## Exercise
Pick out every line of the data below that contains the word "black", and copy each of those lines.

## Start Listed records

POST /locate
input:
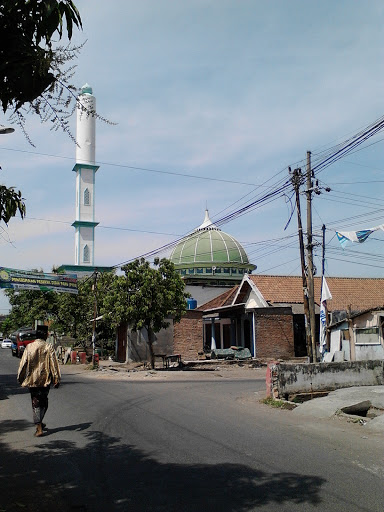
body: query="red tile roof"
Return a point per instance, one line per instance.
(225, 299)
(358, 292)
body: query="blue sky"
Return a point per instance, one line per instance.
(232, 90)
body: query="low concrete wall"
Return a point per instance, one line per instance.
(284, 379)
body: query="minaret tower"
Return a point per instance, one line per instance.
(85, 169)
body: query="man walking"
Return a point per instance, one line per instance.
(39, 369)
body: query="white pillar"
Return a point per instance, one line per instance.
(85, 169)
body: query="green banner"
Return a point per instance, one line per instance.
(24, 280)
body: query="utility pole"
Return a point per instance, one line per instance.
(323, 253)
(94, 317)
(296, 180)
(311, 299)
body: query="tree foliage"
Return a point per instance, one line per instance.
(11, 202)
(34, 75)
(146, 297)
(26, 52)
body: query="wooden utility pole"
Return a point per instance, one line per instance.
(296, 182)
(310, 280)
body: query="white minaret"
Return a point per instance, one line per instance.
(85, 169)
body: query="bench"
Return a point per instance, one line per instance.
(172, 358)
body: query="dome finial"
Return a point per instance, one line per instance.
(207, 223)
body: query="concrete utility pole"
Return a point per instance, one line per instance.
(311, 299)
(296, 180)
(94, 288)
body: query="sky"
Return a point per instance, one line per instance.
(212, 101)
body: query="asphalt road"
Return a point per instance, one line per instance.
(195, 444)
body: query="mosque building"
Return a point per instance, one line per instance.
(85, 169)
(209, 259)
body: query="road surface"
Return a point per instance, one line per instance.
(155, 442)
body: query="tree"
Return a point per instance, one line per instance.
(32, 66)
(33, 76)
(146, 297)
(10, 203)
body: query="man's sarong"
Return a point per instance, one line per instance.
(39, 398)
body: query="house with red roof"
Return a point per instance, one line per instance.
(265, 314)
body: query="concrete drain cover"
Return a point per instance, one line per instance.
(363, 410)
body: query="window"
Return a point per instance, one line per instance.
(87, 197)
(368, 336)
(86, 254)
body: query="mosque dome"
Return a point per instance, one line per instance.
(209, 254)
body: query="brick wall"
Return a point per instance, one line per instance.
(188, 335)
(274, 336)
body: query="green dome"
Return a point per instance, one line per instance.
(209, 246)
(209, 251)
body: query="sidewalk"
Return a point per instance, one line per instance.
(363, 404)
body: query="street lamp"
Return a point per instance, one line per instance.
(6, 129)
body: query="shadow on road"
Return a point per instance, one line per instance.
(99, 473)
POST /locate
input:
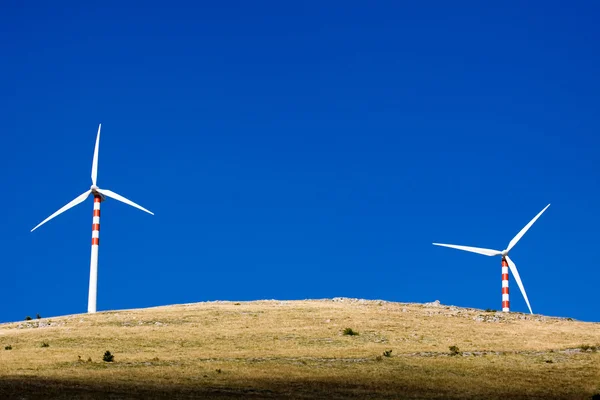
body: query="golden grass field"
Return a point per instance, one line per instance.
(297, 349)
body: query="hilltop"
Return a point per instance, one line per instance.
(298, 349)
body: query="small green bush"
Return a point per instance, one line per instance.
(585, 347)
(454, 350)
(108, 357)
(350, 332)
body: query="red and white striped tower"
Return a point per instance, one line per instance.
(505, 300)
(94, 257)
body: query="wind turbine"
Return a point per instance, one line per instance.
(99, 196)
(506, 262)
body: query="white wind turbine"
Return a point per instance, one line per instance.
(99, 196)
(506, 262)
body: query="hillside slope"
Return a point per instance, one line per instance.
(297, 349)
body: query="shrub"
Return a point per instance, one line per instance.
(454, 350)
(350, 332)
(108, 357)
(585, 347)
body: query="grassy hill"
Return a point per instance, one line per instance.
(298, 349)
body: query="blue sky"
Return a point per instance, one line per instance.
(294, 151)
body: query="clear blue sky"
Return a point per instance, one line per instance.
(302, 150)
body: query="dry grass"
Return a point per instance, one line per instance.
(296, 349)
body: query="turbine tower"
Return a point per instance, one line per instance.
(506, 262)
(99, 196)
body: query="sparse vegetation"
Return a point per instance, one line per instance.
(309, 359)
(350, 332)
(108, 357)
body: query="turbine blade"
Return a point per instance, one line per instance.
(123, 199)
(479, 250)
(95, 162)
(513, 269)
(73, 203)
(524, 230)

## End Listed records
## Start Listed records

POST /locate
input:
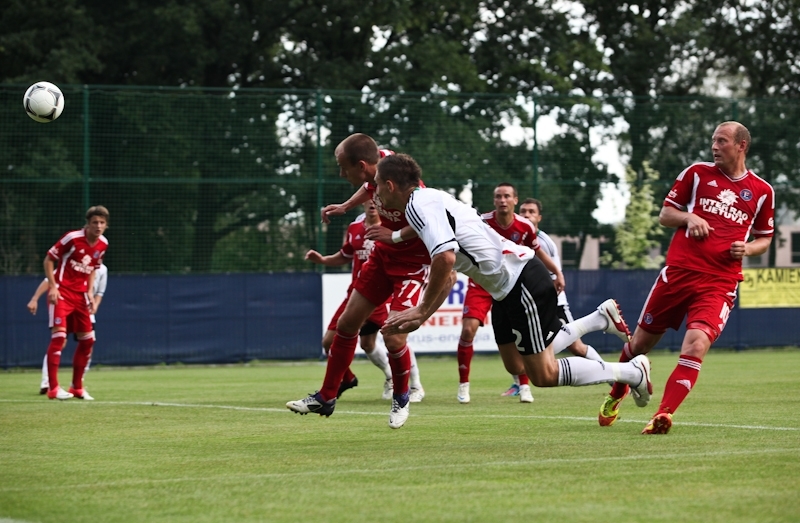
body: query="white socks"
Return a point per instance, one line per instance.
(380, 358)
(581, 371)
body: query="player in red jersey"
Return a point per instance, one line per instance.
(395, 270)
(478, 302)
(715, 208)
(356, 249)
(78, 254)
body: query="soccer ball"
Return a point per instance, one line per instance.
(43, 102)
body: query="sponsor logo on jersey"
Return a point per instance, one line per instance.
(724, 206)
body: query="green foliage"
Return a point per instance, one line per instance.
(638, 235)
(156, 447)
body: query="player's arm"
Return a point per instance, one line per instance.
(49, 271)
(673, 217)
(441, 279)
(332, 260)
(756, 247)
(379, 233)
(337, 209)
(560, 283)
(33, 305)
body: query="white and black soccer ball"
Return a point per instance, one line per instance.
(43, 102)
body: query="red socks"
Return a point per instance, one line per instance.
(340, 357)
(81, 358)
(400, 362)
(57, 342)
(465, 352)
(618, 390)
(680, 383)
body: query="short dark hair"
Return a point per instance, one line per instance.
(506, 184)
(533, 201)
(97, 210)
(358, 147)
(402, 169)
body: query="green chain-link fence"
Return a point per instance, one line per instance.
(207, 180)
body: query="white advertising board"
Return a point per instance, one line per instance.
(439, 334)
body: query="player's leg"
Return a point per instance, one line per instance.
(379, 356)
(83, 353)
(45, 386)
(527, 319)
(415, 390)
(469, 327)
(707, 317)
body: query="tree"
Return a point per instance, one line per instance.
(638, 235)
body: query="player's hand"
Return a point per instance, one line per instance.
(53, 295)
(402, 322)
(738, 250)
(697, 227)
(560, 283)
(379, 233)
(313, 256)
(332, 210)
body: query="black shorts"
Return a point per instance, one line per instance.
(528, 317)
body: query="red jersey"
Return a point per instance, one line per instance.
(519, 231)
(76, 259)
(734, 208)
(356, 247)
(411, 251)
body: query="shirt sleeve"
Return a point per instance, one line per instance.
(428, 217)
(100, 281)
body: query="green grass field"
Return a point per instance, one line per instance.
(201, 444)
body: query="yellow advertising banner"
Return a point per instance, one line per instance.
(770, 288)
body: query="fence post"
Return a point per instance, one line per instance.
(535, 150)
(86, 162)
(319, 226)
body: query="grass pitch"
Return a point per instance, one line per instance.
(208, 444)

## End Listed records
## Start Listed records

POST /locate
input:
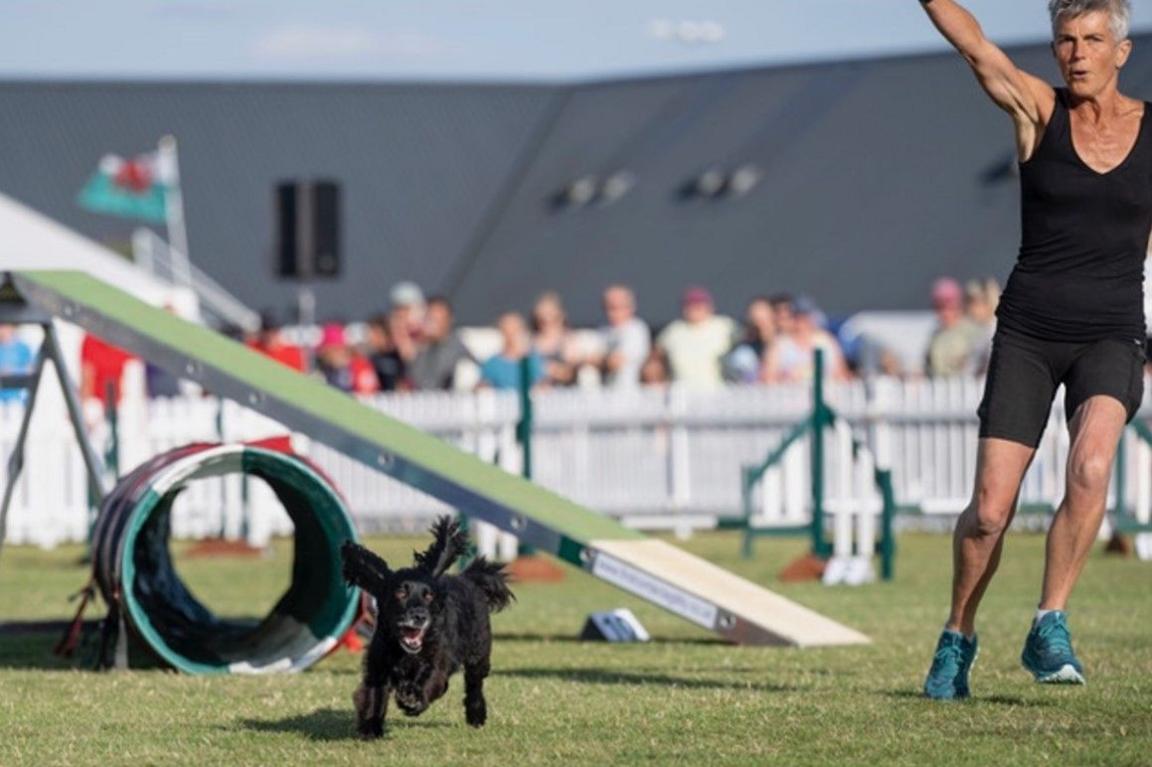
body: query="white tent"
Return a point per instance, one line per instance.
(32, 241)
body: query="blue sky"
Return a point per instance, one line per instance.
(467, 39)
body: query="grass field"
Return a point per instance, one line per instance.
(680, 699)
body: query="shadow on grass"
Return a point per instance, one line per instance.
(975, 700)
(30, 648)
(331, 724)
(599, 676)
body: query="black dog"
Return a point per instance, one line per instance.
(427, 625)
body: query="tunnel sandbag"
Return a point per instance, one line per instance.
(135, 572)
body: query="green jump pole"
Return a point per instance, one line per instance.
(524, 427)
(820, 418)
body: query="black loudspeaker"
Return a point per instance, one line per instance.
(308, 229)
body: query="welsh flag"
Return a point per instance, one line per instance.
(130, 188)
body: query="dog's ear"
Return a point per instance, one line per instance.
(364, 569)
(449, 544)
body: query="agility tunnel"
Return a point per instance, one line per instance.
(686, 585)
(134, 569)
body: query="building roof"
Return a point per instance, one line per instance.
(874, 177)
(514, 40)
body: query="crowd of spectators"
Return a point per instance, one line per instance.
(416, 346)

## End Listed records

## Answer to this task
body: query="white and black soccer ball"
body: query="black shorts"
body: query="black dog"
body: query="black loudspeaker"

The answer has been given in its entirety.